- [SET EXERCISE]
Collect every line in the entries below that contains the string "backpack". Matching is case-sensitive.
----------------
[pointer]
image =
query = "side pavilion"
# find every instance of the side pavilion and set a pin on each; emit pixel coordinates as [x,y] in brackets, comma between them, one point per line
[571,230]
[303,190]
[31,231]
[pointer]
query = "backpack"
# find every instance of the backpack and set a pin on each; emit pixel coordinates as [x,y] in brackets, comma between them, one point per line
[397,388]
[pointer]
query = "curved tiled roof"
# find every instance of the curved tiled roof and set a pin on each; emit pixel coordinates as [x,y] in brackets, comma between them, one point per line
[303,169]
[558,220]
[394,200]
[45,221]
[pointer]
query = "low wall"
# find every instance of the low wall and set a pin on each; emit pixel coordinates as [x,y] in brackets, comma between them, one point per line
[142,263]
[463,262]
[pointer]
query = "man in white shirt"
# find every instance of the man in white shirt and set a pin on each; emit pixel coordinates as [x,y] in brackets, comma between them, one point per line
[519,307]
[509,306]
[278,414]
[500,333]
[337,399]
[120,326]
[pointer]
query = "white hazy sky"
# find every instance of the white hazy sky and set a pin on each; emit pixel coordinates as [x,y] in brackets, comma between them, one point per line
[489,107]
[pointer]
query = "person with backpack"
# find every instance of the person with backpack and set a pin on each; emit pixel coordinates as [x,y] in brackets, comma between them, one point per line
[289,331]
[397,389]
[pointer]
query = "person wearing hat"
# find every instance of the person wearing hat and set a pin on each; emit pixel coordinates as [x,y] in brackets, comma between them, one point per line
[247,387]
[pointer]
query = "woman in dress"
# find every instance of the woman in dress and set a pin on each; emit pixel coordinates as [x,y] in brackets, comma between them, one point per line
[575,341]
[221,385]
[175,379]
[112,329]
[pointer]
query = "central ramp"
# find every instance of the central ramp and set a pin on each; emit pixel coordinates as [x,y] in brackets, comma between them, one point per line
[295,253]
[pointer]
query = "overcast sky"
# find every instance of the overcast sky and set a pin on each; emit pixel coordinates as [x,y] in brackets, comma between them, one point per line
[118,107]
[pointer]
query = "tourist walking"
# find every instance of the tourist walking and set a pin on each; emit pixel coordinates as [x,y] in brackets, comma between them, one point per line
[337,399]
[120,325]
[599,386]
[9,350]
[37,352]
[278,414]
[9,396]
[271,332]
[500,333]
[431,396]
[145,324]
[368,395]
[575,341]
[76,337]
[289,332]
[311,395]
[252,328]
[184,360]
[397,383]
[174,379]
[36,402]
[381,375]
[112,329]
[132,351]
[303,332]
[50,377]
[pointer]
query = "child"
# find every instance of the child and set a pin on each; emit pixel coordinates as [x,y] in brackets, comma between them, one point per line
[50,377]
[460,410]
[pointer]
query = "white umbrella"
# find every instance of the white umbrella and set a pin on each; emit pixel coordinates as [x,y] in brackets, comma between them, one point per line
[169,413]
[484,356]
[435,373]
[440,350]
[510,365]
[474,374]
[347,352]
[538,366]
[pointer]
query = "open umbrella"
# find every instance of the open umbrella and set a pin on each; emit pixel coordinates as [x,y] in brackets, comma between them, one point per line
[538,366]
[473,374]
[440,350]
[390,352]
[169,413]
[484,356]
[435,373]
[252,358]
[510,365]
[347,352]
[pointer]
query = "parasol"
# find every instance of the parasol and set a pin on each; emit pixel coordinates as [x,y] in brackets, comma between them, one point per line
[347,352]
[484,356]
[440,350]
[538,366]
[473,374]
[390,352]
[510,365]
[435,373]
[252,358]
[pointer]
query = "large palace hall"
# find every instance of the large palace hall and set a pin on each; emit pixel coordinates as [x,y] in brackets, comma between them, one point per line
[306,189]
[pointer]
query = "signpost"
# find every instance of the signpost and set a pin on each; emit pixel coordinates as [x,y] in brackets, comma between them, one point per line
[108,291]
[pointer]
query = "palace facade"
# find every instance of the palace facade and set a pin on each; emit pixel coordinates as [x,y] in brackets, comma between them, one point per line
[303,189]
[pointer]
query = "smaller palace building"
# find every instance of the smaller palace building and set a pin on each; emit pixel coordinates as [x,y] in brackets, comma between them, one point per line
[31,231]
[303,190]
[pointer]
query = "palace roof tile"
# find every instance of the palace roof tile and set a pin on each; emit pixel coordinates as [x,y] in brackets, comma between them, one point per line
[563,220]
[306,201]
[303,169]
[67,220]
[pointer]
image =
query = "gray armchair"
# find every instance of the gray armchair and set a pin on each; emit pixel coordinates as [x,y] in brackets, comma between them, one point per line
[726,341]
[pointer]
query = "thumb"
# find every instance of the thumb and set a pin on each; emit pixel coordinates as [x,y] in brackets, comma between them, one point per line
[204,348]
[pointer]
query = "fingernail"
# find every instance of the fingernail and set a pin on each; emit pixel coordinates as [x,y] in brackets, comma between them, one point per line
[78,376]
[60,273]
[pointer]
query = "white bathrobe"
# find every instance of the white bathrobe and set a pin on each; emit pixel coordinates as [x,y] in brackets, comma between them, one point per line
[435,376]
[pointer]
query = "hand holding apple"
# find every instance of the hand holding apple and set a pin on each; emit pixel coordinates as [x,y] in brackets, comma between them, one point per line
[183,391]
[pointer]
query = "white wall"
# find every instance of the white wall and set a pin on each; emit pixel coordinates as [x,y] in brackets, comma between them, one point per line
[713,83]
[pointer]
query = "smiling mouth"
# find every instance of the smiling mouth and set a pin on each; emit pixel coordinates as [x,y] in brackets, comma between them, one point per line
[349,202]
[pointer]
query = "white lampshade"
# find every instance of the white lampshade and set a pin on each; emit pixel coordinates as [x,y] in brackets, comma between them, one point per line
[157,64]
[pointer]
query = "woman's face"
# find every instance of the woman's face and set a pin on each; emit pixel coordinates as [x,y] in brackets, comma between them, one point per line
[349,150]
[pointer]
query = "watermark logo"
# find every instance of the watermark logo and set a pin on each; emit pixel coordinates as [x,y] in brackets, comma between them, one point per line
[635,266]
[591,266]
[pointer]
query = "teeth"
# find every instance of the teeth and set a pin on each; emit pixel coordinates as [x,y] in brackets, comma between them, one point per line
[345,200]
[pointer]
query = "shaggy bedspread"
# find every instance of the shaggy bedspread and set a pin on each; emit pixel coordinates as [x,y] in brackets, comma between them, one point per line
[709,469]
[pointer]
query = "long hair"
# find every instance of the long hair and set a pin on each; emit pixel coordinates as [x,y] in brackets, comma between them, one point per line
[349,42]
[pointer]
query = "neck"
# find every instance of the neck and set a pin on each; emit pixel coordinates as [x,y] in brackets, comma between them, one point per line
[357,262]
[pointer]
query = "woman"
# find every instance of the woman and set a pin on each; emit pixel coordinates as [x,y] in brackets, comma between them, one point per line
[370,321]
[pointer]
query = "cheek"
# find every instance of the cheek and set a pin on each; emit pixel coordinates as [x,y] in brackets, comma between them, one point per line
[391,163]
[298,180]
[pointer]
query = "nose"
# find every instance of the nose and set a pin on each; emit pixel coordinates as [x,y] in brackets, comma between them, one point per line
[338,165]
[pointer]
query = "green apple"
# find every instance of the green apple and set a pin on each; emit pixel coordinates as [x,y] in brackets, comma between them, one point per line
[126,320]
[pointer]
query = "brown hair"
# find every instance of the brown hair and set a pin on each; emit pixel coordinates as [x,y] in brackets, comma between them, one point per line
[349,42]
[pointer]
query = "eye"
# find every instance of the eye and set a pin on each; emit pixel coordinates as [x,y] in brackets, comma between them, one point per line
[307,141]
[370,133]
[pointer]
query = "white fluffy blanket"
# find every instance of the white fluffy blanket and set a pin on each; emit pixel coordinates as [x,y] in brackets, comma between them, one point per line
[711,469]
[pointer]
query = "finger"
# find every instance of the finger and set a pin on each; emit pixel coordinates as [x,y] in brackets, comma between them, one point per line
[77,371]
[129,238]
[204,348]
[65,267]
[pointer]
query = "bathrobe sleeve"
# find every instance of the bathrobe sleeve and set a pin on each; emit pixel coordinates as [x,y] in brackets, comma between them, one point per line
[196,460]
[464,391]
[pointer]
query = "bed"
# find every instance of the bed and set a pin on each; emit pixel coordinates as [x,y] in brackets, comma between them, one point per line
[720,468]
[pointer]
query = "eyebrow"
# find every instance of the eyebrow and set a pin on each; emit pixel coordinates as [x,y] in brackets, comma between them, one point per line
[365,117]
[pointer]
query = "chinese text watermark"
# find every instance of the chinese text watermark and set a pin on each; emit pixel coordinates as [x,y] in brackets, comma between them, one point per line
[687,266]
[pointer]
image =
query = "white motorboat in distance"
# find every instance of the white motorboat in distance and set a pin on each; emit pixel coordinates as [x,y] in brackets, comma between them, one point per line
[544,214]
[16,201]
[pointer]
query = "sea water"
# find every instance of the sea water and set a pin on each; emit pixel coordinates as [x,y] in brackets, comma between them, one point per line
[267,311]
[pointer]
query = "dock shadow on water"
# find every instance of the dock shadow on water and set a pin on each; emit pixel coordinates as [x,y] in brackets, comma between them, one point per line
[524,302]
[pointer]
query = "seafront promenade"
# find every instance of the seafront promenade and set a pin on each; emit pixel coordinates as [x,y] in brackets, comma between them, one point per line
----------------
- [RESPONSE BELOW]
query = "backpack"
# find every instance of the backpack and set a pin on each; emit pixel coordinates as [x,y] in brackets, comma between them, one point per line
query = "person with backpack"
# find every instance of the person with backpack and set a pin on each; emit pixel coordinates as [x,y] in brackets, comma between them, one point per line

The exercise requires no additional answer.